**Challenge:**
Pull out each line of the data that contains the string "green", treating uppercase and lowercase as different.

**Material provided:**
◆ ◆ ◆ ◆
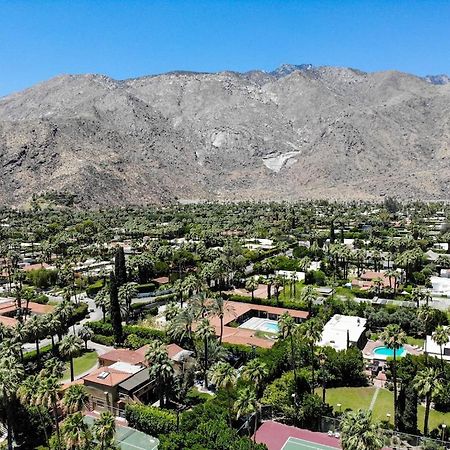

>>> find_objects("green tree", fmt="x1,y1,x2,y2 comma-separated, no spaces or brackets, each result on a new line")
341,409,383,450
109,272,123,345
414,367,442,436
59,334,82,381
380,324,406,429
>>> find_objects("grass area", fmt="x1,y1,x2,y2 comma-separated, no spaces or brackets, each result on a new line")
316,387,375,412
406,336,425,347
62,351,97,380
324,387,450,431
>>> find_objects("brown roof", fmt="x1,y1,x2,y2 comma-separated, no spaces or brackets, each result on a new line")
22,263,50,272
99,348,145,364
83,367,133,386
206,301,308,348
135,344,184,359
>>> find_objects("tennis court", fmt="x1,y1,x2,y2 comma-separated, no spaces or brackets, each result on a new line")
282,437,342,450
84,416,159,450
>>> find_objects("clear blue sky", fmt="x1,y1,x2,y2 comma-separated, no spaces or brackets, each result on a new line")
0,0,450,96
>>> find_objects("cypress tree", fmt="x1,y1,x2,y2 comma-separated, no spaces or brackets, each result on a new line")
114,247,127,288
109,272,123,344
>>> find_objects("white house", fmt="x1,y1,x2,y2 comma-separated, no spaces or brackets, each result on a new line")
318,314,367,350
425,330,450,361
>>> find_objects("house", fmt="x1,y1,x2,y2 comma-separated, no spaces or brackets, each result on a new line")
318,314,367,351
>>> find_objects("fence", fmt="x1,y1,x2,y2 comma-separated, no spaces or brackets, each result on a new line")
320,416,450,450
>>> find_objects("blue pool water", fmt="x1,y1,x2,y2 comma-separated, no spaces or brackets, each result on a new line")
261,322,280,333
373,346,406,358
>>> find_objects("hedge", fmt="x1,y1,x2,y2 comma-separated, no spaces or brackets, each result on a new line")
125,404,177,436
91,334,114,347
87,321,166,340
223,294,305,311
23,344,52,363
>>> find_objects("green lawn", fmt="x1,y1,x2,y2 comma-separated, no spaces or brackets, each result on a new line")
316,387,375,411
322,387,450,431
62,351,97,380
◆ ◆ ◆ ◆
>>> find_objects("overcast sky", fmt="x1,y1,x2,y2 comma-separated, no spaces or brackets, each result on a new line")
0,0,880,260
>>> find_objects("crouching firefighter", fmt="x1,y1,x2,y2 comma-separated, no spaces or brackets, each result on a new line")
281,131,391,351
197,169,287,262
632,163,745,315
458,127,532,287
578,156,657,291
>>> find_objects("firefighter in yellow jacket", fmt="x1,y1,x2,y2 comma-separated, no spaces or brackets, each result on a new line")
◆ ◆ ◆ ◆
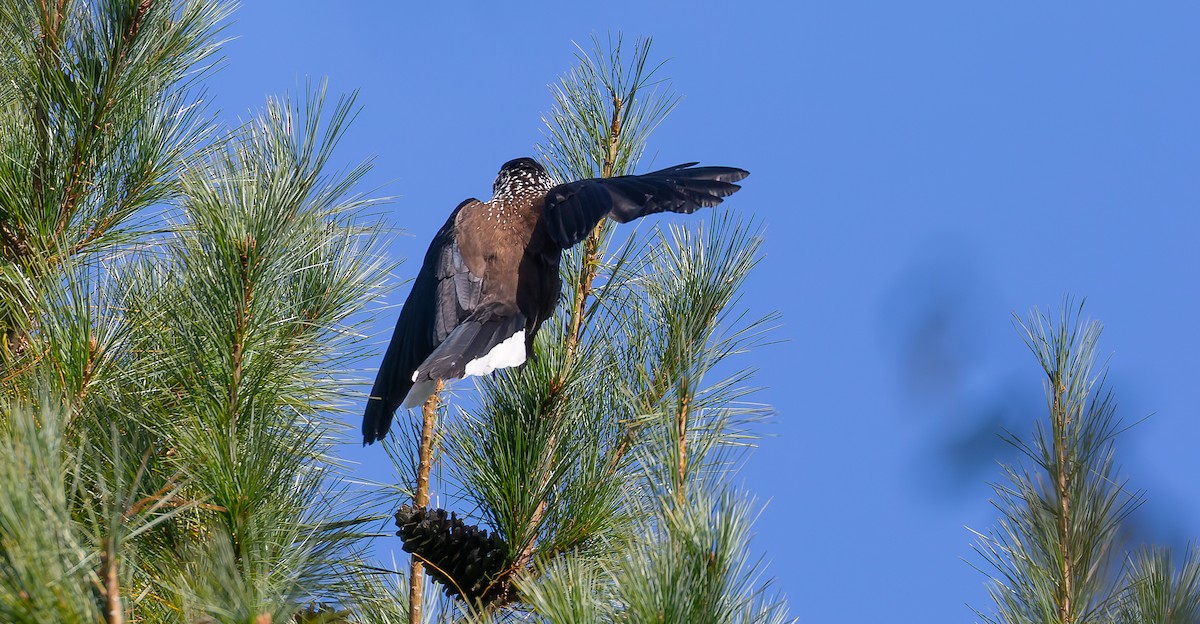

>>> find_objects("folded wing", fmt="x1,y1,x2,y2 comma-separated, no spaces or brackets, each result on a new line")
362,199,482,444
◆ ◆ ◆ ◆
**Solution to this task:**
>>> find_objects("green tree", fmt="x1,y1,x2,y2 comma-separated, no spaces or brackets, each result on a new line")
>>> find_objects("green lawn", fmt="x1,y1,x2,y2 comma-separated, no spaces or brackets, each result on a new line")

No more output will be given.